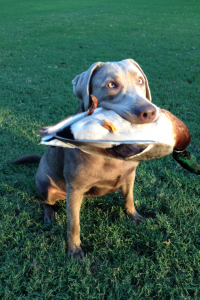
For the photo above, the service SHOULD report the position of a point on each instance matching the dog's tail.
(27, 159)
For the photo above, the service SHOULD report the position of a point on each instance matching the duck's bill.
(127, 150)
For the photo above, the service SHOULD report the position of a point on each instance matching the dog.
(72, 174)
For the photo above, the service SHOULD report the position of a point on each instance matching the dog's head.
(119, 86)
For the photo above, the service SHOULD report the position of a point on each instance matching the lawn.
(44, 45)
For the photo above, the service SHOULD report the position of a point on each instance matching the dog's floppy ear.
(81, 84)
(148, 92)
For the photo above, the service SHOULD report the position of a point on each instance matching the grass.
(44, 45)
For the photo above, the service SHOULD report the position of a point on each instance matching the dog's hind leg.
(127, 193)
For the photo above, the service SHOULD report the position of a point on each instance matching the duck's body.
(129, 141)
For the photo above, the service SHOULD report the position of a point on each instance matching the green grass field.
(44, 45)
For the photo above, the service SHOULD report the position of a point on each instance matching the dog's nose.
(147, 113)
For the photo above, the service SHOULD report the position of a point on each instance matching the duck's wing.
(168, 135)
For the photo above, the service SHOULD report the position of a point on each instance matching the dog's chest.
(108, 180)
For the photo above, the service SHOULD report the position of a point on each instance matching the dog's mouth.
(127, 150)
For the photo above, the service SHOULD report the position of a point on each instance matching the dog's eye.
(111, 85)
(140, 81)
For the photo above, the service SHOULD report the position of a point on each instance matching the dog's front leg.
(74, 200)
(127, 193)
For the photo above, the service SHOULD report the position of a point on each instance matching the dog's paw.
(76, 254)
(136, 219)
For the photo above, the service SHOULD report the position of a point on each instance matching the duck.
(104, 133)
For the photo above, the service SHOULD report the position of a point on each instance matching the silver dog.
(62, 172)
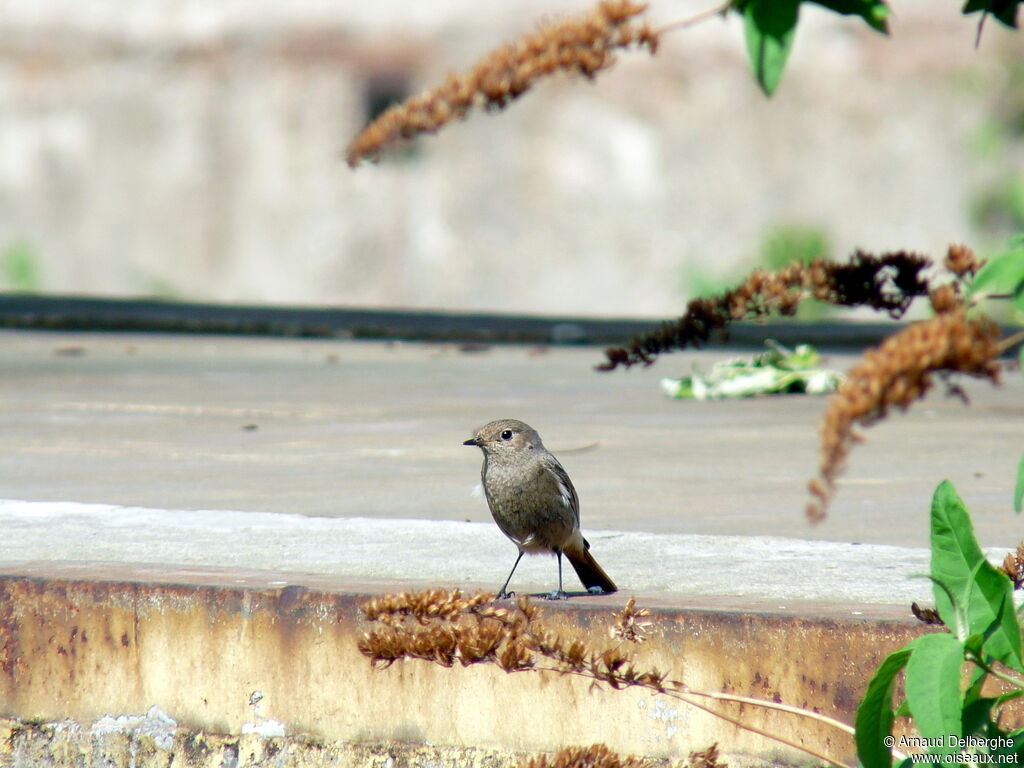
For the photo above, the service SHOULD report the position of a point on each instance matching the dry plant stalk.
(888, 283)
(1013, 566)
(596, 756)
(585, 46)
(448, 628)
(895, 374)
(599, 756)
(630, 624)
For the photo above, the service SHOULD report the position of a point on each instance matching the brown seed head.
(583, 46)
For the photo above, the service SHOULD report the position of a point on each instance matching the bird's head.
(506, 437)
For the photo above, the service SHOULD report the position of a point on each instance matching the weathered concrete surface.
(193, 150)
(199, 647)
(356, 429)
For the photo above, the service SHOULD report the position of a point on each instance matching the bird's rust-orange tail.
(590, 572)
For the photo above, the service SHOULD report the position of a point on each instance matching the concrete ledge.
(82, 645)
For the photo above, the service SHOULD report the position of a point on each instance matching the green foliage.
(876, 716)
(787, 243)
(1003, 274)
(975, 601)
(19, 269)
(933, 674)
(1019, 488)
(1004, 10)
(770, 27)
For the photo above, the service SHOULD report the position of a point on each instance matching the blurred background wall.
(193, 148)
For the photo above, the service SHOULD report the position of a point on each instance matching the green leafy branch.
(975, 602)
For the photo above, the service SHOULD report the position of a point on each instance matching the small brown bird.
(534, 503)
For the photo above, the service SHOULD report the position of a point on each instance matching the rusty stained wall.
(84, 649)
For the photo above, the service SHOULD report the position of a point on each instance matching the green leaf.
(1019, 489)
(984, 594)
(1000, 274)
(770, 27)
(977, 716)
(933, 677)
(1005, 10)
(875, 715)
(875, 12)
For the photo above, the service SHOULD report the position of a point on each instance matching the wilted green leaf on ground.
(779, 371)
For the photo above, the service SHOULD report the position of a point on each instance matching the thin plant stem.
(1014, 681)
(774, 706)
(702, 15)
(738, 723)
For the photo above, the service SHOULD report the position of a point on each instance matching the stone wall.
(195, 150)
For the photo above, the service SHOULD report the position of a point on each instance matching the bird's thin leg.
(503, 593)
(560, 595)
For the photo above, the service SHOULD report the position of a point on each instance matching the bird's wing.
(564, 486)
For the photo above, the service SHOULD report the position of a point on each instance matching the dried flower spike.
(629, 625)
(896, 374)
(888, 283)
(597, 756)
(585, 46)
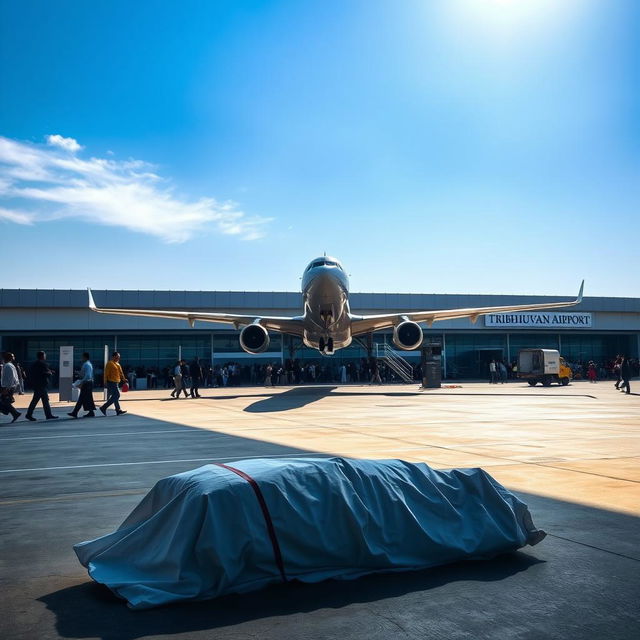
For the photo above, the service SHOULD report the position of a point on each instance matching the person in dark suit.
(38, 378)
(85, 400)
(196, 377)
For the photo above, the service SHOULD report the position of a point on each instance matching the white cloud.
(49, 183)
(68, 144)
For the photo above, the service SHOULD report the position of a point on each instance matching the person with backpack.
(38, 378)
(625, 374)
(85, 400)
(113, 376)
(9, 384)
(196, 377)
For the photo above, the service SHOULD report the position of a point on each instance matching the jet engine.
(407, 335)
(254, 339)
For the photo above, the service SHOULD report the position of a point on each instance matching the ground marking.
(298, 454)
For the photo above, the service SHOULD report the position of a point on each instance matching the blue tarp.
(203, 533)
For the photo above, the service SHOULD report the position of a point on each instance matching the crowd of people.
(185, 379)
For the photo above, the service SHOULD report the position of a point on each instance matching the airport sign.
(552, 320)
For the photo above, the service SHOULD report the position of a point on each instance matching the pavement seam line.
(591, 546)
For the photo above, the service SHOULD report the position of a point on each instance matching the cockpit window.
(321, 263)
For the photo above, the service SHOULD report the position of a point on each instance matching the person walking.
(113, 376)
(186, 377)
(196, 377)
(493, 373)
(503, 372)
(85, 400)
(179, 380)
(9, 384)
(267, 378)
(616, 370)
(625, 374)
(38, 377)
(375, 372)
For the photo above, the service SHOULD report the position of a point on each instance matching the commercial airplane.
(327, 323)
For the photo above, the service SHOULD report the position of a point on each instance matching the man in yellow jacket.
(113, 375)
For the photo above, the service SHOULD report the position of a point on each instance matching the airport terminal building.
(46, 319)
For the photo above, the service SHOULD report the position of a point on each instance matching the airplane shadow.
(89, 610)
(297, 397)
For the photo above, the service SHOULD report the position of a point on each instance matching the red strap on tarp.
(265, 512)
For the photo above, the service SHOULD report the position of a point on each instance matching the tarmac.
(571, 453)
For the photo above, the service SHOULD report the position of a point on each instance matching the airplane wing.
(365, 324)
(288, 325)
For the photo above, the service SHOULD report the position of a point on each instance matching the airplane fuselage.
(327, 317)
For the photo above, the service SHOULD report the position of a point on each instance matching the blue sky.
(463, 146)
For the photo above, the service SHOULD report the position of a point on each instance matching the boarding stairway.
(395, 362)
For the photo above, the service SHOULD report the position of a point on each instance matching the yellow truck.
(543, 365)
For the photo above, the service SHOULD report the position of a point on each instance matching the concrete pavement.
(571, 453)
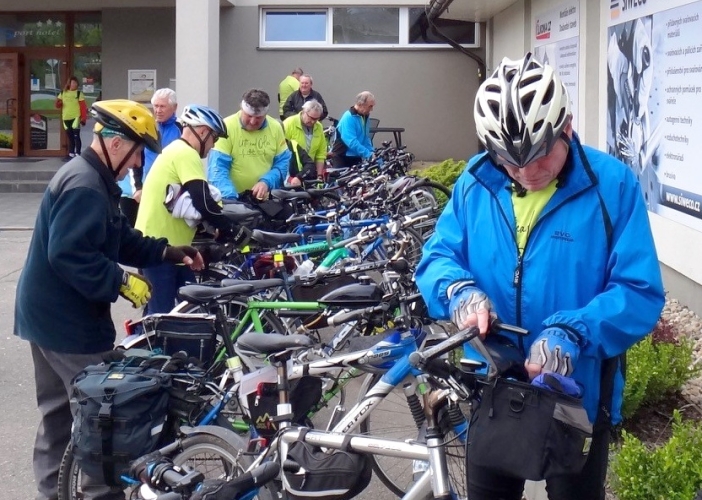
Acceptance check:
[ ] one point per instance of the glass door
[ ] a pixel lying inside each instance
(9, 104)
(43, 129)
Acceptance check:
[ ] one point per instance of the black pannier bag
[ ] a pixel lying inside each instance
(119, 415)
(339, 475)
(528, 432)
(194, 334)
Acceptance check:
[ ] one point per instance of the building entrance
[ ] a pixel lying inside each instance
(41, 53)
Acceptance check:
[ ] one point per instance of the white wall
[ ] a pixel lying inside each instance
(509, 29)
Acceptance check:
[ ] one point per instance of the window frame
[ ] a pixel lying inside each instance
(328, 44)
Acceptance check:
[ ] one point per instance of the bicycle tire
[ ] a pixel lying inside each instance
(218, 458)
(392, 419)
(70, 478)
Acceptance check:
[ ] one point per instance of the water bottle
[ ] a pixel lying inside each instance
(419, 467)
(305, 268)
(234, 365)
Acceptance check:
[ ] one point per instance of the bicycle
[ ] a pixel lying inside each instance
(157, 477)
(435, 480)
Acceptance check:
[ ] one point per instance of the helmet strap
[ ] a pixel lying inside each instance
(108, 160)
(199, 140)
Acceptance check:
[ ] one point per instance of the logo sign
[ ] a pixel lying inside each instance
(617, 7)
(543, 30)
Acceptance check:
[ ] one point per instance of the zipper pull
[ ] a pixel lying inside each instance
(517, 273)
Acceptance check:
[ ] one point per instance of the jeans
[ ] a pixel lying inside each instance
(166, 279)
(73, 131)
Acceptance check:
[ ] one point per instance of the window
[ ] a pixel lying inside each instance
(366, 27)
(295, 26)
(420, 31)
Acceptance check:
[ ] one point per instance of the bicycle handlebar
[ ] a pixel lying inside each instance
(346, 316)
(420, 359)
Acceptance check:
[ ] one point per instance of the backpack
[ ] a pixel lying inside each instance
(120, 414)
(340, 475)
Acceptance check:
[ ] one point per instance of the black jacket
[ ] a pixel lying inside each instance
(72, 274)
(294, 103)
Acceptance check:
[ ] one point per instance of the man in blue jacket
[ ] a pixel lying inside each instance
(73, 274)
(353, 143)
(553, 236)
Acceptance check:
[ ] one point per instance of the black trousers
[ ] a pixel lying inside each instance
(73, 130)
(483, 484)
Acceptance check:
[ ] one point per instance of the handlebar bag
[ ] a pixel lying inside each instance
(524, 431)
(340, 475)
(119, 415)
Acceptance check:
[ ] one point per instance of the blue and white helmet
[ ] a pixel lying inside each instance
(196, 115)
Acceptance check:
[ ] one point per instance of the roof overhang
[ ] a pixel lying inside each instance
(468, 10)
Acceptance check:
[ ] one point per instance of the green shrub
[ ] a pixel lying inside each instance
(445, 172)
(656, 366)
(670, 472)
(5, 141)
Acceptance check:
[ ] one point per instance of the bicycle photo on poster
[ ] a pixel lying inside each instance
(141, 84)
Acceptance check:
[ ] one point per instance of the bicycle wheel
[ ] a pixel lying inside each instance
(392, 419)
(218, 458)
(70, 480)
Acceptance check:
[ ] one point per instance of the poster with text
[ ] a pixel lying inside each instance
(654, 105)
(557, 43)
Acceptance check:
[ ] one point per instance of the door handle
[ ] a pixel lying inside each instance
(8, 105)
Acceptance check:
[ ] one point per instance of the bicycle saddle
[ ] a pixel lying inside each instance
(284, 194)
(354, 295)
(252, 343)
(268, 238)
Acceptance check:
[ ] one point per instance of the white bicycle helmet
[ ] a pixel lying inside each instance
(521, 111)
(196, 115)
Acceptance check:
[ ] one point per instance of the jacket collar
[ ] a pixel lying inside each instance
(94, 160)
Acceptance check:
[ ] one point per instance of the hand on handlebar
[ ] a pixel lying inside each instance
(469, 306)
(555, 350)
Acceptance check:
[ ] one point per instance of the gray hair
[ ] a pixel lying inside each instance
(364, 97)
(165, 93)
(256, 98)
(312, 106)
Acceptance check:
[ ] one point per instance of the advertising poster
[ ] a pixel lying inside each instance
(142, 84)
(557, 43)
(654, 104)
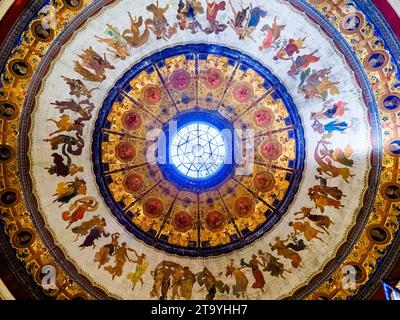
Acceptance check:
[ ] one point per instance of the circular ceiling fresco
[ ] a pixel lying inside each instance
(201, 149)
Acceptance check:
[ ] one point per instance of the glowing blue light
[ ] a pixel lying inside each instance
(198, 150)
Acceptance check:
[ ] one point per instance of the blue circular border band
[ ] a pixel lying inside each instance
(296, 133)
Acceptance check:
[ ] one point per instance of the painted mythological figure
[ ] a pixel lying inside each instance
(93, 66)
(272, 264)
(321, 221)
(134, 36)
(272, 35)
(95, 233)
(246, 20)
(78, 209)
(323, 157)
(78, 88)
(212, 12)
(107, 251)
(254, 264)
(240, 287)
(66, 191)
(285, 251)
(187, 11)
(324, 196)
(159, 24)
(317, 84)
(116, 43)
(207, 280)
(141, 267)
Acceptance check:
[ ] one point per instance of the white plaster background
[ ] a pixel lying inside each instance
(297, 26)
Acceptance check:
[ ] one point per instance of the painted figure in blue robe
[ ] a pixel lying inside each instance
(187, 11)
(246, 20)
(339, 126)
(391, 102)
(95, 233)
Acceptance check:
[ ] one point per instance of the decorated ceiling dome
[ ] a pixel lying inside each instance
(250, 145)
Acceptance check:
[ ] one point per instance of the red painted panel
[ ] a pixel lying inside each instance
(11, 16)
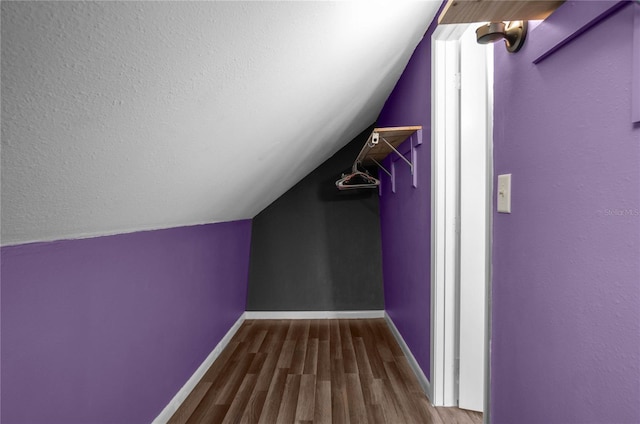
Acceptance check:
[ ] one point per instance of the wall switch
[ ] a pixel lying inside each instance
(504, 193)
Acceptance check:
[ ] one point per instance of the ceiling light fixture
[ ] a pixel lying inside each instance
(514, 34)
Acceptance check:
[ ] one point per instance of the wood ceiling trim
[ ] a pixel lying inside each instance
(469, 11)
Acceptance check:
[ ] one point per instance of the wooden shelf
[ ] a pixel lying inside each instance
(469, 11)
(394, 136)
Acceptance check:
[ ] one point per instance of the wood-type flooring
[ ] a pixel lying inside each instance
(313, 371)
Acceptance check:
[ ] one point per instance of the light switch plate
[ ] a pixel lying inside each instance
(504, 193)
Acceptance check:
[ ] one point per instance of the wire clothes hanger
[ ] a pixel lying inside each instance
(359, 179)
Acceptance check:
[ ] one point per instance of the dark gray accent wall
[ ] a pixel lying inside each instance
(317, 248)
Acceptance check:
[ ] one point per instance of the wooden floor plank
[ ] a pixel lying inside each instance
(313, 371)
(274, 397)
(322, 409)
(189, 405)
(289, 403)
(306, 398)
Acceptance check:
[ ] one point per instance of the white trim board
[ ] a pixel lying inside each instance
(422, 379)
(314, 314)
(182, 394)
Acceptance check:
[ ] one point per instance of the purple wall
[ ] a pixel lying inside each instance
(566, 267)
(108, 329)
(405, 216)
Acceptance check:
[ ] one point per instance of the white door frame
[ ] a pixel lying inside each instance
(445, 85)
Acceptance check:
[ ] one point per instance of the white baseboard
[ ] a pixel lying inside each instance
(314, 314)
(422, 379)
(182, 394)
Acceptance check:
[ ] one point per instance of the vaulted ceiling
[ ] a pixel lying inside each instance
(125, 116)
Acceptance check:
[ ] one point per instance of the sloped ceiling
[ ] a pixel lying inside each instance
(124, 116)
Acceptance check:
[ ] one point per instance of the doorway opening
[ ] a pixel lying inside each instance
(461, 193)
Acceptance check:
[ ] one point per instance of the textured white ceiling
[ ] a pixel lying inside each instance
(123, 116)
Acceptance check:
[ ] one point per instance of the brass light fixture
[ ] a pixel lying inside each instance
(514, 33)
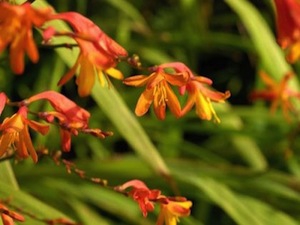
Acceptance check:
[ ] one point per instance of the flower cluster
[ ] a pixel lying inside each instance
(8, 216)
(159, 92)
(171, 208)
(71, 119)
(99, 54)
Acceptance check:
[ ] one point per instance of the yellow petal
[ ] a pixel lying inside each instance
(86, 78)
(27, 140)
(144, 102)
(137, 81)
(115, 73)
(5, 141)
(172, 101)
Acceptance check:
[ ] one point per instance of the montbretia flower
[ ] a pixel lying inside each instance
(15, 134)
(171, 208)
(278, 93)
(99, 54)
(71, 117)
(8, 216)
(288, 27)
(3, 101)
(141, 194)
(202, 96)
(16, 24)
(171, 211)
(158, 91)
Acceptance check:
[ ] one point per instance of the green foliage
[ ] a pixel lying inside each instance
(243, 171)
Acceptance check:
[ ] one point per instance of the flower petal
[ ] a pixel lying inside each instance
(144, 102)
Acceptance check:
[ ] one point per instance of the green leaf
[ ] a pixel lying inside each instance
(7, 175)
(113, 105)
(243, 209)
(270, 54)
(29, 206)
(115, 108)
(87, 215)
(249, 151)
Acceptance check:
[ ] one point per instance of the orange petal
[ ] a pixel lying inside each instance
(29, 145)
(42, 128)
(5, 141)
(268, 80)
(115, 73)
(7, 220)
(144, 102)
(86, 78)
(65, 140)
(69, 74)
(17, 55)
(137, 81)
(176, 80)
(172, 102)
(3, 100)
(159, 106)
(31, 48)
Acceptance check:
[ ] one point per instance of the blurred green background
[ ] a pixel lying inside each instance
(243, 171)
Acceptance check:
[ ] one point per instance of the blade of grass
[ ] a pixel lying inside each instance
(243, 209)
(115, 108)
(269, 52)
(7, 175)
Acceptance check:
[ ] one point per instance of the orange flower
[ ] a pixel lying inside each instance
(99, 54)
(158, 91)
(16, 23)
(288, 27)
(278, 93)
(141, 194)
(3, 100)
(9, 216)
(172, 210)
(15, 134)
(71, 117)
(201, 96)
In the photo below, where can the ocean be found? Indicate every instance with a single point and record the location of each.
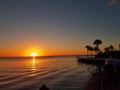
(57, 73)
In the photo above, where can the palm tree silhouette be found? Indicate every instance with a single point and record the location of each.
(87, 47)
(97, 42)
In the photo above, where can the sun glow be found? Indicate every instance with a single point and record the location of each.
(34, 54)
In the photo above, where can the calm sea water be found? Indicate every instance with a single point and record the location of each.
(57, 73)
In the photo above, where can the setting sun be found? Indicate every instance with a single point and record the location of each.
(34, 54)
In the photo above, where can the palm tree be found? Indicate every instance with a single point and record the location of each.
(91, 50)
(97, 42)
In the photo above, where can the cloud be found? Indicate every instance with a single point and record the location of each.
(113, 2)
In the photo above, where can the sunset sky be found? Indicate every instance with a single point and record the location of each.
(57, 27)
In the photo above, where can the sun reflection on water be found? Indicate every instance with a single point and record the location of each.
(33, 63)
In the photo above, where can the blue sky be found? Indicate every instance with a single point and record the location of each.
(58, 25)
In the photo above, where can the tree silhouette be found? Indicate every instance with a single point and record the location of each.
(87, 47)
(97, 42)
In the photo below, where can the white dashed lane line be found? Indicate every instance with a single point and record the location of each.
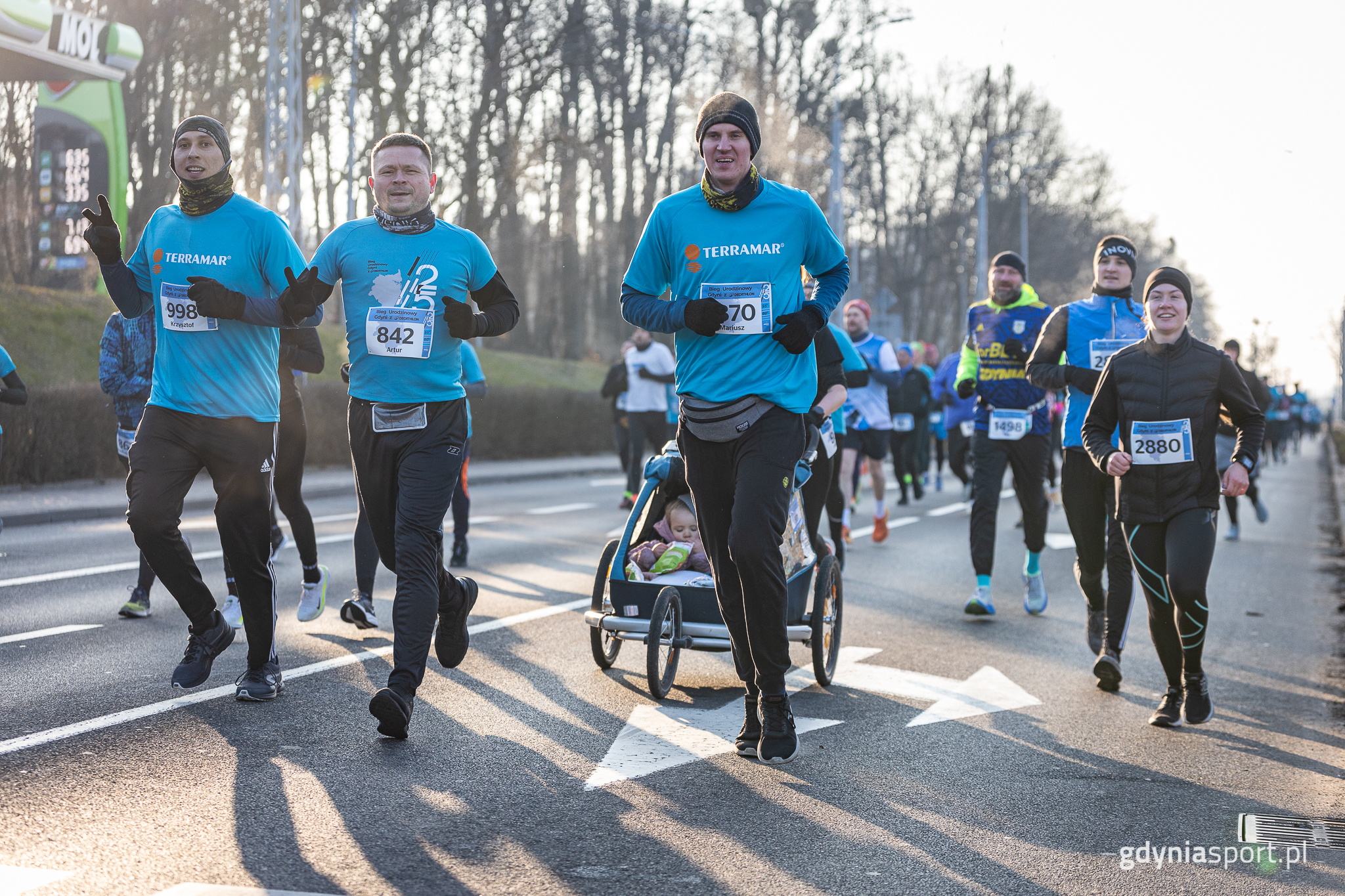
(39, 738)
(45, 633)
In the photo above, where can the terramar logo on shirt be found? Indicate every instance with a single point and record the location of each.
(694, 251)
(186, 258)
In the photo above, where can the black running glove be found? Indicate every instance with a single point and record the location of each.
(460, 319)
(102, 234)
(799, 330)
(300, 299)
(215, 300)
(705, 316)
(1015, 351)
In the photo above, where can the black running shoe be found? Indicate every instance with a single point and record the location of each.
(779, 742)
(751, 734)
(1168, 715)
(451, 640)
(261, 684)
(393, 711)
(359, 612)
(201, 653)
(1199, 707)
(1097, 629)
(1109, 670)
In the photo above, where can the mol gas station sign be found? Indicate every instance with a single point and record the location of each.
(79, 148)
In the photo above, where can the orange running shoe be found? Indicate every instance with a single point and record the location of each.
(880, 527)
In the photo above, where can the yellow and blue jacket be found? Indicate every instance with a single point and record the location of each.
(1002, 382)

* * * *

What to produce: Where does the string "petal" appear in the records above? Show every line that holds it.

Response to this exercise:
[ ] one point per instance of the yellow petal
[ ] one point per instance of the flower petal
[ ] one point per instance of the orange petal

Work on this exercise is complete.